## Brief
Search the records for the string "building", then copy each line where it appears.

## Extracted data entries
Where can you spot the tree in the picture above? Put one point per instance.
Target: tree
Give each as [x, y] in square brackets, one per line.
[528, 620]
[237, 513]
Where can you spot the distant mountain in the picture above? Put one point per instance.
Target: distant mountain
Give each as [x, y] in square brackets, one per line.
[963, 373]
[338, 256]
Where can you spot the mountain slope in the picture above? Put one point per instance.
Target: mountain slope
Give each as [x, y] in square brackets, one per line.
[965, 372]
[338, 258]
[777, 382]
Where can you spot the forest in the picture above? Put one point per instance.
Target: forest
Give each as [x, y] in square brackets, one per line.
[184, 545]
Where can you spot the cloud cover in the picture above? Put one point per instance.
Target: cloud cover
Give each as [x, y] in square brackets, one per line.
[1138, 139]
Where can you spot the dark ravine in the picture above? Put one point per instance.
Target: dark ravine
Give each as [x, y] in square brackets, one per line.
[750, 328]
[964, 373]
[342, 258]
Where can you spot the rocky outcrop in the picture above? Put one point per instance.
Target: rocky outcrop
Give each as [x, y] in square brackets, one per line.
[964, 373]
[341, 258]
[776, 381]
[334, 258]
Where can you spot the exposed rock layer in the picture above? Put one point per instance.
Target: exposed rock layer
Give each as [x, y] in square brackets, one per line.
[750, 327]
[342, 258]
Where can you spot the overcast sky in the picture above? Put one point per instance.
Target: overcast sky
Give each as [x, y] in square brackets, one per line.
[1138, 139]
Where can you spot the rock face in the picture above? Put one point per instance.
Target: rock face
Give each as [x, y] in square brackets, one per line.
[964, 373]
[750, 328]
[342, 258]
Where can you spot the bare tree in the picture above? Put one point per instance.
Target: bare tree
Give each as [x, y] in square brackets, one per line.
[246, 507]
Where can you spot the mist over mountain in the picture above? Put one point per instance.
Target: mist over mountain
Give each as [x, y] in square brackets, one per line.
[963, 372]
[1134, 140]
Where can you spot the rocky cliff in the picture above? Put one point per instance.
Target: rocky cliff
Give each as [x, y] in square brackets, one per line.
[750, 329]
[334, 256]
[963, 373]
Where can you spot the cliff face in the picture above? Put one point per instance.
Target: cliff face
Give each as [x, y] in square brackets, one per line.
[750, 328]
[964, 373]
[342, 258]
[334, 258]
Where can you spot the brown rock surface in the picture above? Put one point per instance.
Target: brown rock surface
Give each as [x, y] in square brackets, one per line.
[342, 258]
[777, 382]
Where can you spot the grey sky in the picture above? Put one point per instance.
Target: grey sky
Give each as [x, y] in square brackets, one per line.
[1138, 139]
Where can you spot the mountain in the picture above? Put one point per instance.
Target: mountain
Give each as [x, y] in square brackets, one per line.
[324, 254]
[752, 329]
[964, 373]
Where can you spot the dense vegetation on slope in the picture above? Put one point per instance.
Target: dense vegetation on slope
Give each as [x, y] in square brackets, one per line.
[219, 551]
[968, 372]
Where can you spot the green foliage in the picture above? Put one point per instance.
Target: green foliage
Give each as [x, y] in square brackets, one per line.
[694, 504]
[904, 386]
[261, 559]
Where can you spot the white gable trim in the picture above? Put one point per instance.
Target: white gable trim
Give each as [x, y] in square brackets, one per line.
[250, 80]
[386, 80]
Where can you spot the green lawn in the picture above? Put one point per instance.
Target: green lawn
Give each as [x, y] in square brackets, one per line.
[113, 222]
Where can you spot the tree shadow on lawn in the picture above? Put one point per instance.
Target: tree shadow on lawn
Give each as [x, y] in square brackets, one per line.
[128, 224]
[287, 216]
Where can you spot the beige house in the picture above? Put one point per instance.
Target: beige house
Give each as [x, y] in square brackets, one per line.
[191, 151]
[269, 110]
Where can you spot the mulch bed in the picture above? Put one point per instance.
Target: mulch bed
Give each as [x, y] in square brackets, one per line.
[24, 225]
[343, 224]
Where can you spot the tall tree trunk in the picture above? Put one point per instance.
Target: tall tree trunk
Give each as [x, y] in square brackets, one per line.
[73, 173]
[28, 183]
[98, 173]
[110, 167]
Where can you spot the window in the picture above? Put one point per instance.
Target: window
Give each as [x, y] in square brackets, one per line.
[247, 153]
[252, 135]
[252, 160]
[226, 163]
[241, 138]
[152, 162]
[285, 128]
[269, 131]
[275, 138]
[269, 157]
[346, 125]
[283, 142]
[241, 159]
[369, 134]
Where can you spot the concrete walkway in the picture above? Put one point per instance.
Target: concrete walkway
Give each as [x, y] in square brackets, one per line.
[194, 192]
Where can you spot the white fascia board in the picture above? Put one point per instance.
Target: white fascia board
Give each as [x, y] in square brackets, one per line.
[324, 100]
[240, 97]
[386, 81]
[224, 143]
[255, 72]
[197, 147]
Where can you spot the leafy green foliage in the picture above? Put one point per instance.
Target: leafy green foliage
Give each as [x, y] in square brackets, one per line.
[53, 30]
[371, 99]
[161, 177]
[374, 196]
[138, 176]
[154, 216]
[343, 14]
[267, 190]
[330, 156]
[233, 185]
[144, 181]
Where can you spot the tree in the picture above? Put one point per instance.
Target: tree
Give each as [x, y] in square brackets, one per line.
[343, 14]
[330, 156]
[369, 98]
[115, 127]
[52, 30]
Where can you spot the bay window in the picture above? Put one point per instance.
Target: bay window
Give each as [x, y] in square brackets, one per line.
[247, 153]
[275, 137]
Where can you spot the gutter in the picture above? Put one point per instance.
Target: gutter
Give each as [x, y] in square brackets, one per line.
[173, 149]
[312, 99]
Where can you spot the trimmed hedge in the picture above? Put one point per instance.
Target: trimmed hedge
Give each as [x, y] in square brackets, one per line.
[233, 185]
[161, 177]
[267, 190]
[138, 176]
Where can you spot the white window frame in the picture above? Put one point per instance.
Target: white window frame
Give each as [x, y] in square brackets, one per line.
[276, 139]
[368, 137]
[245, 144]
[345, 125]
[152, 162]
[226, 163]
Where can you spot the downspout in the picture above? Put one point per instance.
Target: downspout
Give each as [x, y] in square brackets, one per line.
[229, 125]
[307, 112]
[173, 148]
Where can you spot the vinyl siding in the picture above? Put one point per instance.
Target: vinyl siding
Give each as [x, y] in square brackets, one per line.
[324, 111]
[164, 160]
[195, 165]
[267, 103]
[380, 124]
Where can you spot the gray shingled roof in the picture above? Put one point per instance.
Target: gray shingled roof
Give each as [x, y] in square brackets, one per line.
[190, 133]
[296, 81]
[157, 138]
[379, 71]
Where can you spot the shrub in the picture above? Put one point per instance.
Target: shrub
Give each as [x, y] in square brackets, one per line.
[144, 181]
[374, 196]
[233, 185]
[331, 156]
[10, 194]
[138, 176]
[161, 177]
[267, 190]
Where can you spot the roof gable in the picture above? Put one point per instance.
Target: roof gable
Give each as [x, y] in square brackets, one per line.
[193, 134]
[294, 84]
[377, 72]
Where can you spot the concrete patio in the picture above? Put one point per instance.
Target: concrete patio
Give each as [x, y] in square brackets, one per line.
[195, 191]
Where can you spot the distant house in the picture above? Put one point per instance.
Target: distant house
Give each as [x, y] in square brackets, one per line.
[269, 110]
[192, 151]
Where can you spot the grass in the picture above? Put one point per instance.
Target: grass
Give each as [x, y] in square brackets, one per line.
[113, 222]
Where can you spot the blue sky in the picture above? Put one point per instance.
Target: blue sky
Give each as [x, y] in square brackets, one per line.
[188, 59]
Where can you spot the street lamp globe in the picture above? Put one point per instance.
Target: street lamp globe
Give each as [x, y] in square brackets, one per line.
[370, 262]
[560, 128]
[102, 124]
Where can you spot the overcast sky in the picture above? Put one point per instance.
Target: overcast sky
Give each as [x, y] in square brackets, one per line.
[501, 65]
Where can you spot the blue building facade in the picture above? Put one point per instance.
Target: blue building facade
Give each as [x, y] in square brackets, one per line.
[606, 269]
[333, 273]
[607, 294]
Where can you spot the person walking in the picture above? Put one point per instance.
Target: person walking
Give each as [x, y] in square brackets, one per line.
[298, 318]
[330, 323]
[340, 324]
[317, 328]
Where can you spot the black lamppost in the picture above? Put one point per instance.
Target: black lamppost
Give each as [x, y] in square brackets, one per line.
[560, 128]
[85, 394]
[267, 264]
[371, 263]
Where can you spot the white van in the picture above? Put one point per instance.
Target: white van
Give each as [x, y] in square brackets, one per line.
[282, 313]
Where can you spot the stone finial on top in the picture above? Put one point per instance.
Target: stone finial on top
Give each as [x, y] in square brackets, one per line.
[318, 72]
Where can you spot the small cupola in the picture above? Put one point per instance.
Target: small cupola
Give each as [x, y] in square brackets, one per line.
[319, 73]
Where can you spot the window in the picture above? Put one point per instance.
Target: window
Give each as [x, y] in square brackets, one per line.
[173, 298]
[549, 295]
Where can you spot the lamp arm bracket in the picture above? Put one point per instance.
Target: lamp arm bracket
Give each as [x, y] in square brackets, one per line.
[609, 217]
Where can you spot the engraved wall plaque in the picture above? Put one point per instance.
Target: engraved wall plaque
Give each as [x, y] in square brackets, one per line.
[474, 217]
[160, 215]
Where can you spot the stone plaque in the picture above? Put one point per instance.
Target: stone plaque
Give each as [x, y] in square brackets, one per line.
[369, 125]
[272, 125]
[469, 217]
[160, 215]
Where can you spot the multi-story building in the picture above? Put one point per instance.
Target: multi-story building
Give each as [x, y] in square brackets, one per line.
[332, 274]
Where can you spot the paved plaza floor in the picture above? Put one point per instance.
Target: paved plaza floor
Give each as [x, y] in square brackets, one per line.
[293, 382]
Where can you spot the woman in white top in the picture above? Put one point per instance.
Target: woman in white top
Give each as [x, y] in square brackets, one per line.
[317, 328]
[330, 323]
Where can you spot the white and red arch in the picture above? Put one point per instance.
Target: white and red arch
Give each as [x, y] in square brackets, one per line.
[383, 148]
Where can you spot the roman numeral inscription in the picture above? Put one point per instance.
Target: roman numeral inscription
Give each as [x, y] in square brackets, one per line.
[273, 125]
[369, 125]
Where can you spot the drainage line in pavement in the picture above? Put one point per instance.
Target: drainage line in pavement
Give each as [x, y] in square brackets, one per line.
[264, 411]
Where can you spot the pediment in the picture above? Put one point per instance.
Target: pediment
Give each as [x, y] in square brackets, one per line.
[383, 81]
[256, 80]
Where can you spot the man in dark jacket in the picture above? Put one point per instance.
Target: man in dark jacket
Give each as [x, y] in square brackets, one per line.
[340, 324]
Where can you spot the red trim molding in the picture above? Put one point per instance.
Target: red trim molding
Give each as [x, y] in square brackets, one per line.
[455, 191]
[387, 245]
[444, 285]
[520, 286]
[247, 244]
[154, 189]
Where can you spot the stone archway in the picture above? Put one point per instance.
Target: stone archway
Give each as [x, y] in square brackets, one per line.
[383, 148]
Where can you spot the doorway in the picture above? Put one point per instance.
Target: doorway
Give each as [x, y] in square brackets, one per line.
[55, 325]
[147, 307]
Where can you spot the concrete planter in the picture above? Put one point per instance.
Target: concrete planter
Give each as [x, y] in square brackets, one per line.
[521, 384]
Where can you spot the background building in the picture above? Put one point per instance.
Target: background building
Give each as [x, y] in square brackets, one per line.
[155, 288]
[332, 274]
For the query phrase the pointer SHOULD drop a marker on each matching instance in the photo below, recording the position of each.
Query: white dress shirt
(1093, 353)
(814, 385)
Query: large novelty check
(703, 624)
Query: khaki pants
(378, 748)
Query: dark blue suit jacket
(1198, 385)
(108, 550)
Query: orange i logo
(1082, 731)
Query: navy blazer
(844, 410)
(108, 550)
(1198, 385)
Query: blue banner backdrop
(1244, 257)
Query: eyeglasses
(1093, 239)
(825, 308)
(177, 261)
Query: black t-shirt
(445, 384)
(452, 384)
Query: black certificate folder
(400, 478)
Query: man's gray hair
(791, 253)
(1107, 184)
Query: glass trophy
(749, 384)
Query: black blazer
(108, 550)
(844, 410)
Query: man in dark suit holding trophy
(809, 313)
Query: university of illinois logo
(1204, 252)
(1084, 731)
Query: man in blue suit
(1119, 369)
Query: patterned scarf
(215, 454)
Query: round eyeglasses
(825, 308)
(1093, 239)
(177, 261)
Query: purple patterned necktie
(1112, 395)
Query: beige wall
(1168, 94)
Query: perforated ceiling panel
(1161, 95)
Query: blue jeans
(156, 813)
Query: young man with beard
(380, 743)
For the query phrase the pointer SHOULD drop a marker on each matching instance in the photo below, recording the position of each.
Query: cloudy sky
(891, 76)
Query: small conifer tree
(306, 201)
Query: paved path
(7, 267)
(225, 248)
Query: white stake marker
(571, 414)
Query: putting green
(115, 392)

## Task response
Where can you spot the blue building facade in the picture above? Put one point per instance.
Target: blue building facade
Where can you spot the multi-story building in the picture above? Put one point per instance.
Target: multi-story building
Where can you spot the background building in the picture above? Put one point per instance.
Target: background building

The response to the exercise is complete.